**Listing of points:**
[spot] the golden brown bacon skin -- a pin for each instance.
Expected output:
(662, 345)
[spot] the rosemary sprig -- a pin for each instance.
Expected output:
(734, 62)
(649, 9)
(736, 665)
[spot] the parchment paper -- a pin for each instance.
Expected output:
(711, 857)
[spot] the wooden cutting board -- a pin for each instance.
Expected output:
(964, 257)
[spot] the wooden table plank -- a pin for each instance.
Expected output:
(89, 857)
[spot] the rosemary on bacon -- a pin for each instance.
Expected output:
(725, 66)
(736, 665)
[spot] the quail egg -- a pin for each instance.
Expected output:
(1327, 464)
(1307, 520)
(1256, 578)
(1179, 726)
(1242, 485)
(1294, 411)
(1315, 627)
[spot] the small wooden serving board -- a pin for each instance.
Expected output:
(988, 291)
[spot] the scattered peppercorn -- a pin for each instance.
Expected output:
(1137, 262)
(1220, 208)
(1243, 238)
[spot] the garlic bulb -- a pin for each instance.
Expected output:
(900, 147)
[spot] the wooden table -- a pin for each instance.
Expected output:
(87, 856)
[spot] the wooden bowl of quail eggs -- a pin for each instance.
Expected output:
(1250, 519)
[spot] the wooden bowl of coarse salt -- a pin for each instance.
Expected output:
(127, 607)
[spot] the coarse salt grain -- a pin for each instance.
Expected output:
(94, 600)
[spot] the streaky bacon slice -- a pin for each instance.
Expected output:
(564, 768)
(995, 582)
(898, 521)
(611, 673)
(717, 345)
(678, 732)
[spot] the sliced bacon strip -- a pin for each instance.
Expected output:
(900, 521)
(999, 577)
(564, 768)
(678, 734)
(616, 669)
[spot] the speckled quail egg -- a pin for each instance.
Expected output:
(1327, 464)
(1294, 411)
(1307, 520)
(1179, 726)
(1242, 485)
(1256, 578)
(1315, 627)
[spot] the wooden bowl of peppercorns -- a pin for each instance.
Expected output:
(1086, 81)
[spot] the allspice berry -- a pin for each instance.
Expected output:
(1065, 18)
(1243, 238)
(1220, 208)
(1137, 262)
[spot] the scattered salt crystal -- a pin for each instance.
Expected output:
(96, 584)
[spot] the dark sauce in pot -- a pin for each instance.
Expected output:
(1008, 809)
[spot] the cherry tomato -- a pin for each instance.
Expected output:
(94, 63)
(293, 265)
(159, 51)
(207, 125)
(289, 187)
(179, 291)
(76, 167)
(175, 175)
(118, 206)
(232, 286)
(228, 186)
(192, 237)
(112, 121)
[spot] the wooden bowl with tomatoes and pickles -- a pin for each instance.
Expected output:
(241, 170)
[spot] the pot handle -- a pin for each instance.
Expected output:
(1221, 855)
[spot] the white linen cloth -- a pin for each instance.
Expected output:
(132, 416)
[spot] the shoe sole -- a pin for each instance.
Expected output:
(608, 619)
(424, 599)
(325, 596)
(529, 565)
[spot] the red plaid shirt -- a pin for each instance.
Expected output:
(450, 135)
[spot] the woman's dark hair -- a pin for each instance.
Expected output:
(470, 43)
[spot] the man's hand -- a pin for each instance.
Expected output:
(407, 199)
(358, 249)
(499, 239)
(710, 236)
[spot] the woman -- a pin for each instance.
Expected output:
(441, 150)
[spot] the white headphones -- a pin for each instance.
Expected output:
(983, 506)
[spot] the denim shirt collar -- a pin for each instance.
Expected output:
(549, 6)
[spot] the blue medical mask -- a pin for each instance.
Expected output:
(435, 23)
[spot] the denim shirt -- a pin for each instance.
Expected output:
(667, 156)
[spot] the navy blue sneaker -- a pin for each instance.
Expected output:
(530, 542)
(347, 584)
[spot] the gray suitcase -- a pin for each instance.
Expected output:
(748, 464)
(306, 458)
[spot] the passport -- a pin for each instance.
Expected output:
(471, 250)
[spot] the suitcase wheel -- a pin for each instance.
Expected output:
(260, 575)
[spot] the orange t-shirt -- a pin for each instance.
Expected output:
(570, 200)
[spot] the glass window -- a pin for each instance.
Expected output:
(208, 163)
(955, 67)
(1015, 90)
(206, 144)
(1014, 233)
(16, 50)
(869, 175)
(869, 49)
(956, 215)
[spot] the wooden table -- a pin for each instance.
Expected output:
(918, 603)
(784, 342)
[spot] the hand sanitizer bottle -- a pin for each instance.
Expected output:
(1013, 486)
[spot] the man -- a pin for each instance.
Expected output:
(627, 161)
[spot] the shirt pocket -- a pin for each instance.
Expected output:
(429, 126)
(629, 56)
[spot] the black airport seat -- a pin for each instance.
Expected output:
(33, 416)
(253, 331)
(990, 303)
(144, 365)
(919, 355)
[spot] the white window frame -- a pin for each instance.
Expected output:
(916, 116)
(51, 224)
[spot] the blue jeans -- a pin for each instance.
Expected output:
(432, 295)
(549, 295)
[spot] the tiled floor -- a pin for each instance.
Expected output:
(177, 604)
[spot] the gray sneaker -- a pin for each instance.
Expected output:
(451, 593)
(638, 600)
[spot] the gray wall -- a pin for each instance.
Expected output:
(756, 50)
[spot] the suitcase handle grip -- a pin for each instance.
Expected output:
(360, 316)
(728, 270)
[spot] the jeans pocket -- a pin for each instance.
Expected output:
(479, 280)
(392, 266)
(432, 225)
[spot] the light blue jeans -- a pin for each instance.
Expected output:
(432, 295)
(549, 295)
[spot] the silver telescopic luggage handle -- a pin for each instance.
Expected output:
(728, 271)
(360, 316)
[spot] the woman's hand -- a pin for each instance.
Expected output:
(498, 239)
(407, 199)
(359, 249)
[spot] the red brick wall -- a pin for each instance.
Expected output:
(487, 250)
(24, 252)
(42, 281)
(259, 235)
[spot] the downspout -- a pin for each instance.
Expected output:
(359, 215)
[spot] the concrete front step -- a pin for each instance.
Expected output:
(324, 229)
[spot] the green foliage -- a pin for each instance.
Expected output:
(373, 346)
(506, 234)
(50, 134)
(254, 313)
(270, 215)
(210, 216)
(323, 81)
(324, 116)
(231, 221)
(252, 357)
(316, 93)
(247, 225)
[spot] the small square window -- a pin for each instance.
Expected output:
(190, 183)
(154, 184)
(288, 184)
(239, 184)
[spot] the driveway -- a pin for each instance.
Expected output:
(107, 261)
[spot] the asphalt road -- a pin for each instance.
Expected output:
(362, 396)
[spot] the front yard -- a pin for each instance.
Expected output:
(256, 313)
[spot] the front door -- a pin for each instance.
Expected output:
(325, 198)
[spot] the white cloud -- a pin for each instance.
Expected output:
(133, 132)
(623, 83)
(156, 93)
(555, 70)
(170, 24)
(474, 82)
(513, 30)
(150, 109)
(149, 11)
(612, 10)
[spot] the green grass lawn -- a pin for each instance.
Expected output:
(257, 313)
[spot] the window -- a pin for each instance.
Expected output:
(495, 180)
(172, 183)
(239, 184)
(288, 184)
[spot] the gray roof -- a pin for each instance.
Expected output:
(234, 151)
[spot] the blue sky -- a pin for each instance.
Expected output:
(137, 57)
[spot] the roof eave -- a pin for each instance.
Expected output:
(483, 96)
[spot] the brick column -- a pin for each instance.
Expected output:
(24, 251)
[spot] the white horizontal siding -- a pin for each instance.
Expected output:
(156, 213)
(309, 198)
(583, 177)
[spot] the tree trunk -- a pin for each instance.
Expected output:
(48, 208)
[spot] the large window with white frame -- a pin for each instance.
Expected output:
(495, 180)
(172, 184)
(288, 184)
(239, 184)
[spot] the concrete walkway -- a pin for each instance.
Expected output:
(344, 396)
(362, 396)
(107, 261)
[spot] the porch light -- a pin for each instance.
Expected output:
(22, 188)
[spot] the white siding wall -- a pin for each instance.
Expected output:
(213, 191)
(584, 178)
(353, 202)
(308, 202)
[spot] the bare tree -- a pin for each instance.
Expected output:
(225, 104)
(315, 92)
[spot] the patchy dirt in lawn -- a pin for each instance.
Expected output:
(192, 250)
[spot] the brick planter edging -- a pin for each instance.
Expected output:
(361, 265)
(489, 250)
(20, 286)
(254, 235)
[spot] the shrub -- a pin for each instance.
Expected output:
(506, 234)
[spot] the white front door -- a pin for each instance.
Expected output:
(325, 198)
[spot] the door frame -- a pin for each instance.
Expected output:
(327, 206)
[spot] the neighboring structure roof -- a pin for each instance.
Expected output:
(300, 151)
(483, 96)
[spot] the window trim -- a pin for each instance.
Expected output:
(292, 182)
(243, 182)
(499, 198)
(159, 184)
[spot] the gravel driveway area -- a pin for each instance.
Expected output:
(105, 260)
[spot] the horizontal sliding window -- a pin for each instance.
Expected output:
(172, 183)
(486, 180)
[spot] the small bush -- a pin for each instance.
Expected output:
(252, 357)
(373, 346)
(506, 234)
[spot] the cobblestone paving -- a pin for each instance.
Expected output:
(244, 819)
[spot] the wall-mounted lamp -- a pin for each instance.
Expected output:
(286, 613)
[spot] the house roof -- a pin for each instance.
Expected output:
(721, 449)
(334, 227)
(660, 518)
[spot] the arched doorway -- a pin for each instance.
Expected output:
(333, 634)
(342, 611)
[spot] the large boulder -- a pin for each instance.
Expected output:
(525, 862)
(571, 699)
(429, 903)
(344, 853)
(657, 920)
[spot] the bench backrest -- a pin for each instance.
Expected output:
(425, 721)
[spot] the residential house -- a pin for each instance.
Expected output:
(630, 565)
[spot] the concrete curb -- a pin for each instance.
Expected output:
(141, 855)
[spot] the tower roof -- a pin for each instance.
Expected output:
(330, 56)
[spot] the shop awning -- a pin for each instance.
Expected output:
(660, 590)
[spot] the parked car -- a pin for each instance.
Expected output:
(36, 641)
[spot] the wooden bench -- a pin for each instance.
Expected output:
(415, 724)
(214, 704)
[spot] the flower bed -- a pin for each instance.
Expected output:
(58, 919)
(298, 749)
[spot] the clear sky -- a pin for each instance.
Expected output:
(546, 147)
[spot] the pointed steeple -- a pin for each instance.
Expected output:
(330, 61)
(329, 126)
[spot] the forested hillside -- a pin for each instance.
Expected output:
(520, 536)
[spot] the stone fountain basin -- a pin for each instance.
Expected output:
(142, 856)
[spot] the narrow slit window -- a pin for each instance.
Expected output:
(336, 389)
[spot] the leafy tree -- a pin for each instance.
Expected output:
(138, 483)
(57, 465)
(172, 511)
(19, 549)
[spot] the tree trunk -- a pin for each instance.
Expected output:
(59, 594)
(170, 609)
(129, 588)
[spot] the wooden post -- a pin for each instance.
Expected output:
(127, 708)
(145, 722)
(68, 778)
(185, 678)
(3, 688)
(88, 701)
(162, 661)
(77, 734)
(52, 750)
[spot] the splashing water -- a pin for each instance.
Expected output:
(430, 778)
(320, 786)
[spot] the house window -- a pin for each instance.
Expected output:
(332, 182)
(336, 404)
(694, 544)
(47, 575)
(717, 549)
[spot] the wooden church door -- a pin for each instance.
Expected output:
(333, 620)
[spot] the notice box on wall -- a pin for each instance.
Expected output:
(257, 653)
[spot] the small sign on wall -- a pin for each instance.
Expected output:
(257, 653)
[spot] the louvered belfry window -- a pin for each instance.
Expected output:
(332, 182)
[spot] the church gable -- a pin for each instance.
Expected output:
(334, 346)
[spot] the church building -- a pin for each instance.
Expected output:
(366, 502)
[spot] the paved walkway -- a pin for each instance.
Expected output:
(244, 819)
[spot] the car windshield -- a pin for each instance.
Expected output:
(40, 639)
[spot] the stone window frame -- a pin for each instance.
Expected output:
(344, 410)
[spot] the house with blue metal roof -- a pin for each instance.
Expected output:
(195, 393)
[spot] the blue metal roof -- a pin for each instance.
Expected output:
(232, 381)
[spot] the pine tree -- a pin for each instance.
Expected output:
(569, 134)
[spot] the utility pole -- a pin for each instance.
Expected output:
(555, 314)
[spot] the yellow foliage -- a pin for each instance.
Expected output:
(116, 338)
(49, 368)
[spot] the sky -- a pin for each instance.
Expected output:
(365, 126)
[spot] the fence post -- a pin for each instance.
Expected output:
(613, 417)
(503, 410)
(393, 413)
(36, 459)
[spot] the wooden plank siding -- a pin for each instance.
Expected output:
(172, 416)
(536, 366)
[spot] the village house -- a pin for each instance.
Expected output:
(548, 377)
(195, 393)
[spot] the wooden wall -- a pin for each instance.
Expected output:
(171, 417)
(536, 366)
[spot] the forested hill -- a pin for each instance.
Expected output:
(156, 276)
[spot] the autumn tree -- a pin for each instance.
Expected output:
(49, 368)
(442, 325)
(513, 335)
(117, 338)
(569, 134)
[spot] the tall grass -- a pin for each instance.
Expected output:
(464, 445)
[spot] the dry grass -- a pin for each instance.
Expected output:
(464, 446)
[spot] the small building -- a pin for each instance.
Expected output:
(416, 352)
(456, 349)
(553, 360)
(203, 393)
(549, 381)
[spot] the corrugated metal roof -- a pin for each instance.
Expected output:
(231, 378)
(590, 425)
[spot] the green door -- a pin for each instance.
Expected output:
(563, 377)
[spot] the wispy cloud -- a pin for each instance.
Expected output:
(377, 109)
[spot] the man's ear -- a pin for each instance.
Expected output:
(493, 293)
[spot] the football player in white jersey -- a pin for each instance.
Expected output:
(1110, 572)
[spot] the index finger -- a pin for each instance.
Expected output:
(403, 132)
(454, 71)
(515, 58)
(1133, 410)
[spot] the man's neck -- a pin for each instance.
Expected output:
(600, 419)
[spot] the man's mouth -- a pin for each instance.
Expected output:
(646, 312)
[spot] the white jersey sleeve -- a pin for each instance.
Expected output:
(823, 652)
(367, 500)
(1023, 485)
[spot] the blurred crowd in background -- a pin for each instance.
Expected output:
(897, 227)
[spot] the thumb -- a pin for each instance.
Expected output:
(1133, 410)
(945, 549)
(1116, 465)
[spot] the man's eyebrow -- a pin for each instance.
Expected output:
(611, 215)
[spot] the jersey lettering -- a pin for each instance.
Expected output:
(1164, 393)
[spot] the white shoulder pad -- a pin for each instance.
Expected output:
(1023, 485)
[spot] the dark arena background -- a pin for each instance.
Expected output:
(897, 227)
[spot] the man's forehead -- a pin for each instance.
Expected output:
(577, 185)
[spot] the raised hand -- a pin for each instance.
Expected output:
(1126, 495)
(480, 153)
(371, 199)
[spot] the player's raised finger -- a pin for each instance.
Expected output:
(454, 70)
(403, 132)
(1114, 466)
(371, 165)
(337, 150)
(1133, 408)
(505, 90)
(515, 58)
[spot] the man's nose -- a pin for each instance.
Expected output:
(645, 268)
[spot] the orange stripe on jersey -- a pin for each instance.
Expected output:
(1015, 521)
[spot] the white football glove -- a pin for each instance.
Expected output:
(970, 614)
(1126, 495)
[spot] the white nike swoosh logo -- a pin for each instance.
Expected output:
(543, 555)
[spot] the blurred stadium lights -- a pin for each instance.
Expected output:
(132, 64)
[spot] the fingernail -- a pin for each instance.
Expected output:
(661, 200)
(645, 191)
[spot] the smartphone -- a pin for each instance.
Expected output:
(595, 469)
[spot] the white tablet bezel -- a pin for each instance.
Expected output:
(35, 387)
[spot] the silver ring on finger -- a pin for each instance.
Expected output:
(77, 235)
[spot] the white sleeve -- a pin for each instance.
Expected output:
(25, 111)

**What is needed:** Put the lines of the listing into a numbered list, from its first line through the line containing "(1250, 519)", and leave out any blank lines.

**Solution for this exercise:**
1. [spot] the golden brown bacon skin -- a pin for each instance.
2. Expected output:
3. (662, 345)
4. [spot] the rosemary sprig -- a pin for each instance.
5. Expected output:
6. (734, 62)
7. (649, 9)
8. (736, 665)
9. [spot] the parchment paper -- a pin for each instance.
10. Expected output:
11. (711, 857)
12. [spot] the wooden cutting board -- a pin for each instance.
13. Expected output:
14. (964, 257)
15. [spot] the wooden table plank -- a pin for each instance.
16. Expected output:
17. (89, 857)
18. [spot] the rosemary on bacon -- a pin for each instance.
19. Expected output:
20. (725, 66)
21. (736, 665)
22. [spot] the quail egg -- a pin for each instance.
23. Expected output:
24. (1327, 464)
25. (1307, 520)
26. (1256, 578)
27. (1179, 726)
28. (1242, 485)
29. (1294, 411)
30. (1315, 627)
31. [spot] the small wooden serving board -- a pin for each instance.
32. Expected output:
33. (988, 291)
34. [spot] the scattered peppercorn -- a pin for each instance.
35. Expected output:
36. (1137, 262)
37. (1220, 208)
38. (1243, 238)
39. [spot] the garlic bulb -- a pin for each instance.
40. Expected output:
41. (900, 147)
42. [spot] the wooden table -- a pin for each instance.
43. Expected output:
44. (87, 856)
45. [spot] the wooden bowl of quail eggs -- a pin for each instance.
46. Expected output:
47. (1250, 519)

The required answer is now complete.